### The problem
Read the data below. Every line holding the string "jacket" must be copied.

### Entries shown

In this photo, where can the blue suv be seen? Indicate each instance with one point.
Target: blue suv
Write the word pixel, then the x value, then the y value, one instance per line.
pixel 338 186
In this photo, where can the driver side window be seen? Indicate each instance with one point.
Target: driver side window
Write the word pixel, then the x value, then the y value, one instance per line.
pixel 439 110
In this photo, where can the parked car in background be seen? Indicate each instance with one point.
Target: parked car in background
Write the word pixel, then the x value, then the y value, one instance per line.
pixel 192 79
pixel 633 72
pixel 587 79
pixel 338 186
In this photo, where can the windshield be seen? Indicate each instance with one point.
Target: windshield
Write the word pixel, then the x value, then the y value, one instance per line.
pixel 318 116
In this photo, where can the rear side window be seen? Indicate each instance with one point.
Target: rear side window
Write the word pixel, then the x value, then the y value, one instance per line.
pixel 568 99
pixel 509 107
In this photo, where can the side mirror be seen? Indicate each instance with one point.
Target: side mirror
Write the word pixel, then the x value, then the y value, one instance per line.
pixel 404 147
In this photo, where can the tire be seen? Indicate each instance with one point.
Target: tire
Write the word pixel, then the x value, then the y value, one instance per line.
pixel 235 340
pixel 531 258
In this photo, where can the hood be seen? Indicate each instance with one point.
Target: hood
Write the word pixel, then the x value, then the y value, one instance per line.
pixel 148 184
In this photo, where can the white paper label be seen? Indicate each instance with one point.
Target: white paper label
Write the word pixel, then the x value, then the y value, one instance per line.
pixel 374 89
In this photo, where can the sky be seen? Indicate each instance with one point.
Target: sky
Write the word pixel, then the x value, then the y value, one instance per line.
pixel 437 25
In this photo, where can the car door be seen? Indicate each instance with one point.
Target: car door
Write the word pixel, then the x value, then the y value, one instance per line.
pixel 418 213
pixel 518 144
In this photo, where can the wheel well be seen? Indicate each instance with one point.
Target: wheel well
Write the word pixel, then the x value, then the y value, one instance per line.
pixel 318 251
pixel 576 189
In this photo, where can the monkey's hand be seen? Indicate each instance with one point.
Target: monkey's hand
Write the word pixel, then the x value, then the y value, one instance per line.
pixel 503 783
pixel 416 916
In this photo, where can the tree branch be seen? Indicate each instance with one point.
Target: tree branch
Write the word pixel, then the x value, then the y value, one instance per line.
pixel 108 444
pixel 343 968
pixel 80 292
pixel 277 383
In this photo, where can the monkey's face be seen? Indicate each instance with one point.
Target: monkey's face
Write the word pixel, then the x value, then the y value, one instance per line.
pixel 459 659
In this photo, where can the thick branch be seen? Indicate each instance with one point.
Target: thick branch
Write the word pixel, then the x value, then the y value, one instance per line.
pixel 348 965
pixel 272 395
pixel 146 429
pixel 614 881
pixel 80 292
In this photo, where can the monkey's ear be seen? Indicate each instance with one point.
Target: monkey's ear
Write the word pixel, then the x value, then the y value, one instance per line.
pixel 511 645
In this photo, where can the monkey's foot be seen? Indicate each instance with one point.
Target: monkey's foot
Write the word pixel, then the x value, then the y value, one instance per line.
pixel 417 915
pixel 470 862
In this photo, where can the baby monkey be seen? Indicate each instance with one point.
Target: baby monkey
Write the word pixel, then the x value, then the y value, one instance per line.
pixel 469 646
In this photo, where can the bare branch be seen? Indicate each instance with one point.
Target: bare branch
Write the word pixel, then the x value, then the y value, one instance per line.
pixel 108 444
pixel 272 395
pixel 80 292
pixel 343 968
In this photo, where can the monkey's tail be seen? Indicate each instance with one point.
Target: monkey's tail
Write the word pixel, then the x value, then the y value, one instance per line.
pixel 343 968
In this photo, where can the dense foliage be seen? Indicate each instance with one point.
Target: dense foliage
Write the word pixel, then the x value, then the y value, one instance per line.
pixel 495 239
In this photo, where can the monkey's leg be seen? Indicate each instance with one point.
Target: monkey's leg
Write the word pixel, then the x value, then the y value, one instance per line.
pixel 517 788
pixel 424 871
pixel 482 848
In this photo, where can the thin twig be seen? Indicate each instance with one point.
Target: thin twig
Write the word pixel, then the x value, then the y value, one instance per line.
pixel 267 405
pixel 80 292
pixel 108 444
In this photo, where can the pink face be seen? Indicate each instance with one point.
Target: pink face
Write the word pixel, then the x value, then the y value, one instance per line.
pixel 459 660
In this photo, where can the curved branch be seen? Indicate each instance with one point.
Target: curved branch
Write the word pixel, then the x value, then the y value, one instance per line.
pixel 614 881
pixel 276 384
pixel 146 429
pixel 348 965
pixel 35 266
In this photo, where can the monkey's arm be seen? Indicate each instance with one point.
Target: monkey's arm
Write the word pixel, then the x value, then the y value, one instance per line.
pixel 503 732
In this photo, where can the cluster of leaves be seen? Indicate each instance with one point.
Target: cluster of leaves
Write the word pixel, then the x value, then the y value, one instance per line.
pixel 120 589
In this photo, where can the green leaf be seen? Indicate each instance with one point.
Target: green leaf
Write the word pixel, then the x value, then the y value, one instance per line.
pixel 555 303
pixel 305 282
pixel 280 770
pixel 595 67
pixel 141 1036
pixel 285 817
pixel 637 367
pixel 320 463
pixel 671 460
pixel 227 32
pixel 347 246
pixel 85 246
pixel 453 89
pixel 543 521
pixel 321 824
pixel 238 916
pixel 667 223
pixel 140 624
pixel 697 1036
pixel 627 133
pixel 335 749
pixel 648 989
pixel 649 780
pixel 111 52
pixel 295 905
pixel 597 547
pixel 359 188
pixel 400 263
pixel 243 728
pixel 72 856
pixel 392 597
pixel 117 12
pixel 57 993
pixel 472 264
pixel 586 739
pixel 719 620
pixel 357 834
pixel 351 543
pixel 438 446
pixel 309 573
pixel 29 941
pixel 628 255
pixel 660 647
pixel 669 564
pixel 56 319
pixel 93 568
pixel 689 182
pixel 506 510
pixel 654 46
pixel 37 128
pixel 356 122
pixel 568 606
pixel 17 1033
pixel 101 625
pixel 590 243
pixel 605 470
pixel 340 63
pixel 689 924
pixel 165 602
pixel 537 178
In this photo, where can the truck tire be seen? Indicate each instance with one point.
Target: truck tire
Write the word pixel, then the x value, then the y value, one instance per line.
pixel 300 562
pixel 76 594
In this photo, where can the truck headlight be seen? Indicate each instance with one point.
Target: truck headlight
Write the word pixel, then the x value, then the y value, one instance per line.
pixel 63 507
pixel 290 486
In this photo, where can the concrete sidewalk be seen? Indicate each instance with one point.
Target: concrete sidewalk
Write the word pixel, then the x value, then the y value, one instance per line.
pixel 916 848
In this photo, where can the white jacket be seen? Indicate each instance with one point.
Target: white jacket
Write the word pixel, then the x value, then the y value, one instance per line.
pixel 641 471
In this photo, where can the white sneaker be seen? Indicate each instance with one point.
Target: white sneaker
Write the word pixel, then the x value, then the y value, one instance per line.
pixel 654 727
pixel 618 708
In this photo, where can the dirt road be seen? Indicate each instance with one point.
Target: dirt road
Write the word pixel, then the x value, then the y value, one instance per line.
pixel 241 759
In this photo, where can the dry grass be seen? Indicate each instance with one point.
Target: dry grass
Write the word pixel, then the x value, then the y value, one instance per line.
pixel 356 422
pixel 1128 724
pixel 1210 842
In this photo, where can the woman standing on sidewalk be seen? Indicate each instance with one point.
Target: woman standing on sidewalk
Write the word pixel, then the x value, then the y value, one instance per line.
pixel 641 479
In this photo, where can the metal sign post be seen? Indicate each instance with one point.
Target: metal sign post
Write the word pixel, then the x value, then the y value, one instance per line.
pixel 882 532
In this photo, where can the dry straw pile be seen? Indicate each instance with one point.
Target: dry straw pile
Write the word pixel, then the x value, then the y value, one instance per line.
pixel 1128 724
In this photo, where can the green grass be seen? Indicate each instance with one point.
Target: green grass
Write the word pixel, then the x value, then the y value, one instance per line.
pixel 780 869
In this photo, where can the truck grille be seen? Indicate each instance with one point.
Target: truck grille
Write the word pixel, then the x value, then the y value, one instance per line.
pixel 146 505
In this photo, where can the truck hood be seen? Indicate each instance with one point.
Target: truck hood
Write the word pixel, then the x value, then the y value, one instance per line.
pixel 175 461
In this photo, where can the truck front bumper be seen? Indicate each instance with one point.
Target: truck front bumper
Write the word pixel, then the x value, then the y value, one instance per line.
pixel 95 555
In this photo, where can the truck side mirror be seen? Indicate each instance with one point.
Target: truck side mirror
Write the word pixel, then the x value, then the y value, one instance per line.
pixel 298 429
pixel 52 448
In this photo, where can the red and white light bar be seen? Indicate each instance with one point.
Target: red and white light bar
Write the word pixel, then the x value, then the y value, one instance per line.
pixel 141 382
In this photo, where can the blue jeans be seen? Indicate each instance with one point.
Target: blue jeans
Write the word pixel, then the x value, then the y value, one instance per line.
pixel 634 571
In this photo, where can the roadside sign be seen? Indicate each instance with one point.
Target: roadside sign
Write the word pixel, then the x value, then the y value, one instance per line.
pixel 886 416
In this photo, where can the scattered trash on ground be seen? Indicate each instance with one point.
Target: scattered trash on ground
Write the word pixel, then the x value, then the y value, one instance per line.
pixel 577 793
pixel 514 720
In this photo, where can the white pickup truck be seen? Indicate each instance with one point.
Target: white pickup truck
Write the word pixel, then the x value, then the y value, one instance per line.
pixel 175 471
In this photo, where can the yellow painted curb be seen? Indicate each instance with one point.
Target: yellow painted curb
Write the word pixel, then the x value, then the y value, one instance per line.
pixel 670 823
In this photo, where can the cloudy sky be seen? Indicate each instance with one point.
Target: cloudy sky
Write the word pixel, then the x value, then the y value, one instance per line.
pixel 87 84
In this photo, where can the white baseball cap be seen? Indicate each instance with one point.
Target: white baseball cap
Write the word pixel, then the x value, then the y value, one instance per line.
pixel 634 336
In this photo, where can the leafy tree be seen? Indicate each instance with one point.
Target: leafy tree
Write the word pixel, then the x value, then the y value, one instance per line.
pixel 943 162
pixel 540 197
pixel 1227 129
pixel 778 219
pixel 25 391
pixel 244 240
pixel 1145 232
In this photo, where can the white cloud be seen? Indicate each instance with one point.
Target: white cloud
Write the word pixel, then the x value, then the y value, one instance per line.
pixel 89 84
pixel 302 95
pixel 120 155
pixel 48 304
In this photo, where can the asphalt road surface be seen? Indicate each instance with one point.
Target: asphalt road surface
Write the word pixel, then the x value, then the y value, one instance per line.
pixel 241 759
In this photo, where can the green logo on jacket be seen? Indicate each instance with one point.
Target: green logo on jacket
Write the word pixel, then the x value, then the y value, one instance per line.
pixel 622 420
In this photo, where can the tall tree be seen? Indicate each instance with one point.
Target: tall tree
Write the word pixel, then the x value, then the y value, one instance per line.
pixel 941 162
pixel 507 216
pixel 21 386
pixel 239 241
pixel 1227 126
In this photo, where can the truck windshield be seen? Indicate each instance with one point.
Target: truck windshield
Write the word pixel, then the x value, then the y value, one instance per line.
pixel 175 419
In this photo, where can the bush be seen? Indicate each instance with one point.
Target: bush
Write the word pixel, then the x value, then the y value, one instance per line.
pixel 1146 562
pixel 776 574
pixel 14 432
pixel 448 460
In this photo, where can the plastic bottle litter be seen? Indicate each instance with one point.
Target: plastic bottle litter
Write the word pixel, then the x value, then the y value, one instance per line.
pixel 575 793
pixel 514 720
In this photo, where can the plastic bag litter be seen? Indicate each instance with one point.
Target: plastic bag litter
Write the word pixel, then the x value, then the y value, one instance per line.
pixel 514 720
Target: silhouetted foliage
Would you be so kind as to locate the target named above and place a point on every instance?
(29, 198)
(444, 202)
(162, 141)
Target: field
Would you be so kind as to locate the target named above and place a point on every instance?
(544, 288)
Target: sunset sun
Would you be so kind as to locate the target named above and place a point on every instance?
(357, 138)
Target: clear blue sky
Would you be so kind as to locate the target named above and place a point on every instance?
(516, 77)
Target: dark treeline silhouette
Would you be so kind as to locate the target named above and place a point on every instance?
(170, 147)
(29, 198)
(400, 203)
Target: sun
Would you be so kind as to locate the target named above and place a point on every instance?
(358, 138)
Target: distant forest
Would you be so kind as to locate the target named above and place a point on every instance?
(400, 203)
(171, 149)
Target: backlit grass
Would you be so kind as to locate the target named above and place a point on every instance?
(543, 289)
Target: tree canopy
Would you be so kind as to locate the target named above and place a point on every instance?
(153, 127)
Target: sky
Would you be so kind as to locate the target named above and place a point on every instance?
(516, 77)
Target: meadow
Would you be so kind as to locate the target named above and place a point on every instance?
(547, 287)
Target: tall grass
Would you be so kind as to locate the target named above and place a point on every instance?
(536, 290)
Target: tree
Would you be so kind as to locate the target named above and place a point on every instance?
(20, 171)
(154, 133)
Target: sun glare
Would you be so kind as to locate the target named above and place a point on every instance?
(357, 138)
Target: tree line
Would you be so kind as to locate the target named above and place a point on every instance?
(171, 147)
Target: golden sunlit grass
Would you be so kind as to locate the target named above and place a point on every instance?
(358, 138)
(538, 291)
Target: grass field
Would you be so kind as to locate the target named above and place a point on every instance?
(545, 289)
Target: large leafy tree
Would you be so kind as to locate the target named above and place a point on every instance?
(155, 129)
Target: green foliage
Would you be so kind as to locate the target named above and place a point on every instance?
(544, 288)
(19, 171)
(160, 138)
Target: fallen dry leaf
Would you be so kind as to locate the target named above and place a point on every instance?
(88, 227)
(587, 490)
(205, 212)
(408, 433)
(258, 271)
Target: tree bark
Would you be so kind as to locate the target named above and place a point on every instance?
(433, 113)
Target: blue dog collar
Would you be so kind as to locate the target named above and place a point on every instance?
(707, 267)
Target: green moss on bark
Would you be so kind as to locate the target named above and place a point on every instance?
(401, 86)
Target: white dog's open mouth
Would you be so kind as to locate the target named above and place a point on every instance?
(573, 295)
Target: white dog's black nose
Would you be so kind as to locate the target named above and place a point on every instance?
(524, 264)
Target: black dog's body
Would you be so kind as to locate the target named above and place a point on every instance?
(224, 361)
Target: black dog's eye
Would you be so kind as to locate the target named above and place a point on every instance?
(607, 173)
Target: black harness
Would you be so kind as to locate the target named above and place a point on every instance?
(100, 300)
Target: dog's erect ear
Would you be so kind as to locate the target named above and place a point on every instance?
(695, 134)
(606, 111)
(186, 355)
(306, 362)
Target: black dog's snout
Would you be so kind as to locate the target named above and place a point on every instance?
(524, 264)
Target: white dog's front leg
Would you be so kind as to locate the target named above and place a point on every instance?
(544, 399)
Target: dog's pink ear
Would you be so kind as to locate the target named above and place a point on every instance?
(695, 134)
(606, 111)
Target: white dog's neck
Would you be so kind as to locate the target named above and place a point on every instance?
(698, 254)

### Reply to the exercise
In this photo, where can the white jacket be seen? Indicate each instance with one point.
Target: white jacket
In this photo, where can the green logo on jacket be seen? Indicate each instance with one point.
Target: green logo on jacket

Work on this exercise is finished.